(Selected excerpt):
^^^^

Gamers have the sense to defy senseless requirements, to escape limiting traps, and to creative valuable victories together. When these become social norms among us, the world will become a better place as a result.


Asking for cheating 2

When you're about to leave on a car trip, you already know how to ask for trouble. You can start out with the dipstick saying the oil is dangerously low in the crankcase. You can ignore the fuel gauge bordering on Empty. You can hit the road with the tire pressure low and the treads showing lots of wear. You also know how to prevent those problems ahead of time or deal with them when they erupt. Because you know what causes the problems and what provides relief, you can take responsibility for the problems if they occur. There's no inclination to blame the engine, tires or the entire car.

When we're creating a school, business model or government program, we're not as inclined to take responsibility for the cheating that occurs. We don't see how we set ourselves up to have the problem or what causes so much cheating in the first place. We don't know what's missing, neglected or ignored intentionally in our design of the program. We expect cheating to magically disappear and leave us alone. We blame the cheaters when they game our beloved system. We fail to add the oil, gasoline and tire pressure to our troubled vehicle. We may even opt for feeling hopeless, persecuted and defeated by all the cheating we've asked for so convincingly.

We run on winning and meaning. If we run low on either of those, we get into the same kinds of trouble as a car running out of oil or fuel. When people are cheating, it's very likely they've been deprived of ways to win and sense of their situation. They compensate for what's missing by cheating. They defy the misunderstanding of their intentions and motives by their lack of cooperation. They correct the misperception of them as a loser, victim or passive participant by acting out the role of a cheater.

Our need to win gets met by competing against others or ourselves. We need obstacles that challenge our resourcefulness and test our abilities. We need to feel like we're making progress, covering new ground and growing in stature. Winning is an extrinsic reward that requires the recognition of others to seem real. We thrive on being seen for our accomplishments, advances and attainments.

Our need for meaning gets met by knowing why we're doing something, what it leads to, and how it fits into a larger context. We need added dimensions to the work we're doing that give it depth, significance, importance and context. Meaning is an intrinsic reward that requires us to recognize it ourselves to seem real. We thrive on coming to realizations, resonating with particular frames of reference and living an unfolding narrative.

There are at least four ways we lose out on getting both needs met which inspires us to then cheat:
  1. when we do the same thing everyday. We feel starved for winning and meaning when we appear as predictable and reliable as a good machine. We get crazy for some thrills when we already know the drill and play it by the rules.
  2. when nobody asks us about ourselves or listens to us. We don't get others to see that our head is in the game of competing against ourselves and facing challenges. They don't find out what meaning our situation has for us or how we value our accomplishments. We don't benefit from their recognition or any deeper reflections spawned by talking with them.

^^^^

(Request): Print the essay on cheating from "2. when nobody" up to and including "talking with them.".

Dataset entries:
^^^^

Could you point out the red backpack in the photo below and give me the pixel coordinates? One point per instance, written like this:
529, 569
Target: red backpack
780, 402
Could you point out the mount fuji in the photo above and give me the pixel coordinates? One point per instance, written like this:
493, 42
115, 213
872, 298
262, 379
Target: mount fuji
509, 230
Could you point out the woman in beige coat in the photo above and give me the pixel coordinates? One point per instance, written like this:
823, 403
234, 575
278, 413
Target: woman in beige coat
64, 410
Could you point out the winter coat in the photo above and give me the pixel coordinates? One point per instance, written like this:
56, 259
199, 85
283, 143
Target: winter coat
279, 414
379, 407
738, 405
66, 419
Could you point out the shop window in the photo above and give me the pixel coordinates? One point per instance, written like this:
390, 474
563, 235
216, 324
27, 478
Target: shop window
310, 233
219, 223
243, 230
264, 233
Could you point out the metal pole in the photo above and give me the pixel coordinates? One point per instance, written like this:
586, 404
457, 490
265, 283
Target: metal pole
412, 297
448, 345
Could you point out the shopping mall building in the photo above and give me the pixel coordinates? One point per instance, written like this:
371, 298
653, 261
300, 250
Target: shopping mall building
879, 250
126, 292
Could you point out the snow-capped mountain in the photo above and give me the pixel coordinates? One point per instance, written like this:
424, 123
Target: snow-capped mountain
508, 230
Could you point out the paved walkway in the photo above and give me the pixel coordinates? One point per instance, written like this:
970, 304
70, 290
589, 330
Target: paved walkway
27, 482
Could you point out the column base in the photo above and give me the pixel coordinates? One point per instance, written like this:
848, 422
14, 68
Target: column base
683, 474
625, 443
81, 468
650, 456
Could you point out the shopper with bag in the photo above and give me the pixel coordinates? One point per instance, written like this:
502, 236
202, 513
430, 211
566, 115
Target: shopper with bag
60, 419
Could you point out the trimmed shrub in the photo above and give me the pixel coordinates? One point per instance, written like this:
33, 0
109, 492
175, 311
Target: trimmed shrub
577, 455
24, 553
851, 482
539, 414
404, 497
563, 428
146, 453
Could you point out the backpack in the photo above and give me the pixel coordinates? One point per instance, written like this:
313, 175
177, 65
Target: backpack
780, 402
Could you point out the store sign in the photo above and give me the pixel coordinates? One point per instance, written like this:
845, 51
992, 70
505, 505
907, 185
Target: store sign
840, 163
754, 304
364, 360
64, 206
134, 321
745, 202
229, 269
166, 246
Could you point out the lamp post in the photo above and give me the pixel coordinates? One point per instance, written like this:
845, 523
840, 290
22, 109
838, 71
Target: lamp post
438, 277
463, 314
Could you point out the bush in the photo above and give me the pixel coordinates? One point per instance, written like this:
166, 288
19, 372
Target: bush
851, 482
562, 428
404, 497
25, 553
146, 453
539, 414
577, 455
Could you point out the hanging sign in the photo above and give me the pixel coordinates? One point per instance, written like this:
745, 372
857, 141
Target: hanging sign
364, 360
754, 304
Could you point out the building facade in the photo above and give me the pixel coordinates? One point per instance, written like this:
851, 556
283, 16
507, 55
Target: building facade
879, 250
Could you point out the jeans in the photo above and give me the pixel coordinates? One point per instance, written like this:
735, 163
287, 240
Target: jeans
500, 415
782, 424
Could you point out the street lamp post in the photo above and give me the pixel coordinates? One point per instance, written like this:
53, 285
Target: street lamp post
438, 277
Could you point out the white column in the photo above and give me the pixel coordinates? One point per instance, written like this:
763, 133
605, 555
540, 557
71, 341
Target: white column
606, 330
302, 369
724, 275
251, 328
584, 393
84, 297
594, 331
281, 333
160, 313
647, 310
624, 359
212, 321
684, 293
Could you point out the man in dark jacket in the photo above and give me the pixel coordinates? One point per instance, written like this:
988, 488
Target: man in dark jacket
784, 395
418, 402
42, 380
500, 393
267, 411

^^^^

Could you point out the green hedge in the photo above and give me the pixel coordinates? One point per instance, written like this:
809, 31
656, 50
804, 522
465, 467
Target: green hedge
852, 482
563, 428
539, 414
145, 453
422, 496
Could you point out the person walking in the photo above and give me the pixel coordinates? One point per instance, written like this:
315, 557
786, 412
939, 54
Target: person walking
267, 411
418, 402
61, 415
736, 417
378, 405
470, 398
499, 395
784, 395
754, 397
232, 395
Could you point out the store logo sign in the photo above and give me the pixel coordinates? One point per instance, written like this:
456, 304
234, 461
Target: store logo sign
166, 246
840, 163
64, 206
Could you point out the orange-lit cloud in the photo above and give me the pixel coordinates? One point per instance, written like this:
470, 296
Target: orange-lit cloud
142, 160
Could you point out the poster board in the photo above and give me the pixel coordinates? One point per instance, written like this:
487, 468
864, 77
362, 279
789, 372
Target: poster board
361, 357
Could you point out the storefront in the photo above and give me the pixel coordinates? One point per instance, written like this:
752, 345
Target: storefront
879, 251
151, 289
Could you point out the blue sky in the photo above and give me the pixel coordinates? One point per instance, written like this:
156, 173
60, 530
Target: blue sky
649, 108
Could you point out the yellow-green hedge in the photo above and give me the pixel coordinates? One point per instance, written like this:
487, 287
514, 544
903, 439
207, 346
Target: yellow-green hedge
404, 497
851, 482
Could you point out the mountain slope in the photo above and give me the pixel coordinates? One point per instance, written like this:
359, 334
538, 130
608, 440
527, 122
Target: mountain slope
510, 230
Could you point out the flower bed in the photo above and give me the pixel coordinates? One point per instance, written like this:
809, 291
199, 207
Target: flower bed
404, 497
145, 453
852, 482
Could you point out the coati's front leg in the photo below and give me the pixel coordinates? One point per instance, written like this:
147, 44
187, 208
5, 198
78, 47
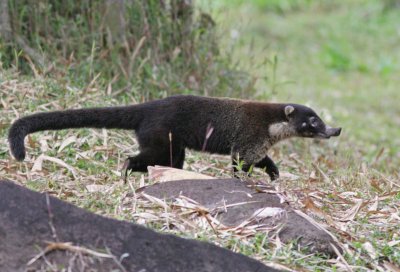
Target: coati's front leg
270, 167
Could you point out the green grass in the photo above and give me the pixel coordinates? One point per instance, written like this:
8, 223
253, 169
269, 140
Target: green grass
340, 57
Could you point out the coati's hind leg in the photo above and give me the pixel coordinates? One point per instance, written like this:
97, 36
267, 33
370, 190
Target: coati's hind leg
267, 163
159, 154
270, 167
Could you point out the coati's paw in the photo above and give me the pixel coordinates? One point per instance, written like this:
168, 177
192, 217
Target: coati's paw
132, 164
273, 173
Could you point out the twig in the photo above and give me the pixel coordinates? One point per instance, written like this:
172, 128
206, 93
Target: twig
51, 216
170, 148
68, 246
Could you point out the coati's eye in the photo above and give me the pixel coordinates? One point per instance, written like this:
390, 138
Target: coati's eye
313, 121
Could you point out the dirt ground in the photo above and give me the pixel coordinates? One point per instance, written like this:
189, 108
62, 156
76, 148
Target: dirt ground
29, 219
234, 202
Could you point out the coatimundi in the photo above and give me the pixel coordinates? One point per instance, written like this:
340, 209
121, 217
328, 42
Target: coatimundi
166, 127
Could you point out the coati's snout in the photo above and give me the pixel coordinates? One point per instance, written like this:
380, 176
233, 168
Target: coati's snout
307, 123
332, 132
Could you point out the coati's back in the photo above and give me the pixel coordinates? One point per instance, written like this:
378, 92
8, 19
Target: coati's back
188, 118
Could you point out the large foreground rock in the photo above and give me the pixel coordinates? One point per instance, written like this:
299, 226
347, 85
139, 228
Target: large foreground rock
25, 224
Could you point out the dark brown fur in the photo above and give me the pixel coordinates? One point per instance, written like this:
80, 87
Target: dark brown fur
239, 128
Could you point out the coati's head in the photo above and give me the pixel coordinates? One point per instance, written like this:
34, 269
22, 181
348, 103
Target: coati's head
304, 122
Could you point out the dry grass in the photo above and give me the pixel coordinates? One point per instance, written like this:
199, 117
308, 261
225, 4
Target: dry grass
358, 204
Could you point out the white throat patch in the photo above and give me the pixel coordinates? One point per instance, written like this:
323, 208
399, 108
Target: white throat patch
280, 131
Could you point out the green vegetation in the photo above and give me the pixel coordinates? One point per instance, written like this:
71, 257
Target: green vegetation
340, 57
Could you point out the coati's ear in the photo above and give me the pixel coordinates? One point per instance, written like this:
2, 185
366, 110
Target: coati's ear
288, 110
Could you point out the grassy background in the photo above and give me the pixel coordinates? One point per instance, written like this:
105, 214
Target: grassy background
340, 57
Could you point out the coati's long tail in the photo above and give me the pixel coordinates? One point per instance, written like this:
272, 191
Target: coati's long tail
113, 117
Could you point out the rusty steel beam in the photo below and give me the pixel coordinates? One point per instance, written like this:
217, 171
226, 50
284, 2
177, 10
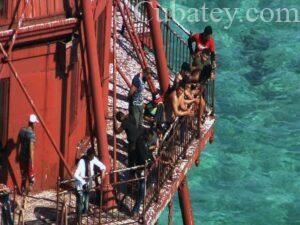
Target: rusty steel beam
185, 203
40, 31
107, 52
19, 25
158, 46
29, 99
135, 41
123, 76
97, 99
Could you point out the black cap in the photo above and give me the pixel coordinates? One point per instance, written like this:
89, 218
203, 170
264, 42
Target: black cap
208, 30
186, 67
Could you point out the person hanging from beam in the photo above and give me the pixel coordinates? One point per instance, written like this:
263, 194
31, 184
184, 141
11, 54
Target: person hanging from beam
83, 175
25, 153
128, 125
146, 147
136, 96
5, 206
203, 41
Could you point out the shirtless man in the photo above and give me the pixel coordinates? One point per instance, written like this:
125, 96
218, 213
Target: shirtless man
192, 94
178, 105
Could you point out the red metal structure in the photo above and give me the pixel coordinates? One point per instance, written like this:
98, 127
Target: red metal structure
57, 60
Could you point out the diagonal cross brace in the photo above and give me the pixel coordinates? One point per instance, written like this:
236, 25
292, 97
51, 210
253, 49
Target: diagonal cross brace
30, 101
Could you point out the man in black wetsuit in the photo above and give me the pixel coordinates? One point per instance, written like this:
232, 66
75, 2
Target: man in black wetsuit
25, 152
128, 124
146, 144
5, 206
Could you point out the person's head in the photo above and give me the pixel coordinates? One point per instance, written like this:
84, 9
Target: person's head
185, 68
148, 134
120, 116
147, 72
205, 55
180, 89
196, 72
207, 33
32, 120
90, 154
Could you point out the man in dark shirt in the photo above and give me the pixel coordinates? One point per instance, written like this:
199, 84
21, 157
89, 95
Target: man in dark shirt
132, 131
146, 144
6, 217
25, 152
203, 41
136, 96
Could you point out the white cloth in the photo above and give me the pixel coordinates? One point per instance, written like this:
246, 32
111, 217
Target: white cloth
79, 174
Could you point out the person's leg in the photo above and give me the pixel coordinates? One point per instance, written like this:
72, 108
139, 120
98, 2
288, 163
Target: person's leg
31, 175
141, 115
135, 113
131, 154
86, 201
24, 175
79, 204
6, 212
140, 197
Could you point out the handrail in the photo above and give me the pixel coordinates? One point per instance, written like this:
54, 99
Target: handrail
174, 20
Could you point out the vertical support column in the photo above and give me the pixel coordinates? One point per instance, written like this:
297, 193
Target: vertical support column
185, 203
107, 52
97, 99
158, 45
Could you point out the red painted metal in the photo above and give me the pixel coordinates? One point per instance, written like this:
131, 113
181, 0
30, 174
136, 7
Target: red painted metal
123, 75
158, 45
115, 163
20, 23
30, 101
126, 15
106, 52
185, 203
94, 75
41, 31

^^^^

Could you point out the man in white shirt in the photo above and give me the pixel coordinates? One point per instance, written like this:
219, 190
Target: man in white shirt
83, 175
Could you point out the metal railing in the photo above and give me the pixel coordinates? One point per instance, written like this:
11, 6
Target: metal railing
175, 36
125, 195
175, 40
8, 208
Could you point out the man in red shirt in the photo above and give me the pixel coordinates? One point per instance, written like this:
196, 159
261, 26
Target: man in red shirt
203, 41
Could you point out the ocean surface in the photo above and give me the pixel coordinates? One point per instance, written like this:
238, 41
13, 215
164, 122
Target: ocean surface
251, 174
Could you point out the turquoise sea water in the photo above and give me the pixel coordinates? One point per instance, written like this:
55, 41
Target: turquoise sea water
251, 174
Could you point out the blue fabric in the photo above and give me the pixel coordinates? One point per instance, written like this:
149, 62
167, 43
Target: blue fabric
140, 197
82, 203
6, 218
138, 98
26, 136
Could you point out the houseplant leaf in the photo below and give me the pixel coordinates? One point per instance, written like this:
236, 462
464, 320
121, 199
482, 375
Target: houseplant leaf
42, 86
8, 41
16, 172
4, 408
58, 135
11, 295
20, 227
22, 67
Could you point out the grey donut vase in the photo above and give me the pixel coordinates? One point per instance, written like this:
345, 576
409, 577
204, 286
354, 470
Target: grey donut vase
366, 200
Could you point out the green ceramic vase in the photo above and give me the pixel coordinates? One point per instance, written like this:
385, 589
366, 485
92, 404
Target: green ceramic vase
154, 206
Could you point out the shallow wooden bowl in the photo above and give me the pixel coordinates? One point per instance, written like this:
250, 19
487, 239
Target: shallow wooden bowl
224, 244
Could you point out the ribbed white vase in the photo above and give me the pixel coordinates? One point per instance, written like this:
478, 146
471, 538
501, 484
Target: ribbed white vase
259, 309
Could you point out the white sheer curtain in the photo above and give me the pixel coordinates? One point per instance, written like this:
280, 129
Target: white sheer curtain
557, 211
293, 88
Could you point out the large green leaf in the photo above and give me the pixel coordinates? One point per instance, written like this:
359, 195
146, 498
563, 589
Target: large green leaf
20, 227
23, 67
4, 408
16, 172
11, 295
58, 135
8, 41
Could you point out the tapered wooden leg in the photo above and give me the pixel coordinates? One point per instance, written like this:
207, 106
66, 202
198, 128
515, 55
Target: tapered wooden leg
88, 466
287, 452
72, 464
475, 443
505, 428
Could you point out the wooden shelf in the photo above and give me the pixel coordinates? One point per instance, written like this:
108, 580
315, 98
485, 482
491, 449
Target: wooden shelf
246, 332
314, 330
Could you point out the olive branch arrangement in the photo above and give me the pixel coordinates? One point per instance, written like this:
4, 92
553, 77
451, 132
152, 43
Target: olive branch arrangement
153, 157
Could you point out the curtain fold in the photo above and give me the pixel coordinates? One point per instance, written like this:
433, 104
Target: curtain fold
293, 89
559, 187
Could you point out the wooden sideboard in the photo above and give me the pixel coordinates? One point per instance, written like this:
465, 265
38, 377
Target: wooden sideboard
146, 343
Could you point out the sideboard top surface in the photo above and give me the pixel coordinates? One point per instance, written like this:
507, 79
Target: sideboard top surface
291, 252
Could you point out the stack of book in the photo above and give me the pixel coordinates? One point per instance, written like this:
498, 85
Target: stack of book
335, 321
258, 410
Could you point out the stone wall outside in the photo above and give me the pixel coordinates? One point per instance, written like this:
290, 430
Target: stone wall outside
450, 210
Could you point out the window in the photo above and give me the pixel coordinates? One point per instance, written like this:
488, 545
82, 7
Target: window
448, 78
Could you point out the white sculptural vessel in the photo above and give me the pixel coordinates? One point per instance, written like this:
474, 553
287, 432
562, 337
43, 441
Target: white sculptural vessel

^^^^

(Complete answer):
2. when nobody asks us about ourselves or listens to us. We don't get others to see that our head is in the game of competing against ourselves and facing challenges. They don't find out what meaning our situation has for us or how we value our accomplishments. We don't benefit from their recognition or any deeper reflections spawned by talking with them.